▸ **BRIEF**: Recast every line of the items below as a numbered list, skipping any blank lines and leaving the pictures out.

Pointing entries for named objects:
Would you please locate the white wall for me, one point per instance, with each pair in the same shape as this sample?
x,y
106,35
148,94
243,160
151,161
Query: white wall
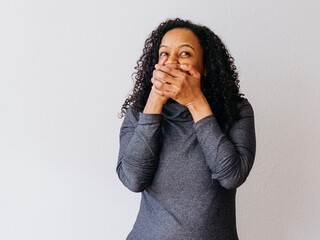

▸ **RESPONSE TO THIS TASK**:
1. Would you please locate the white wall for me, one point per instance, with each pair in the same shape as this sample?
2. x,y
3. 106,35
4. 148,94
5. 243,160
6. 151,161
7. Query: white wall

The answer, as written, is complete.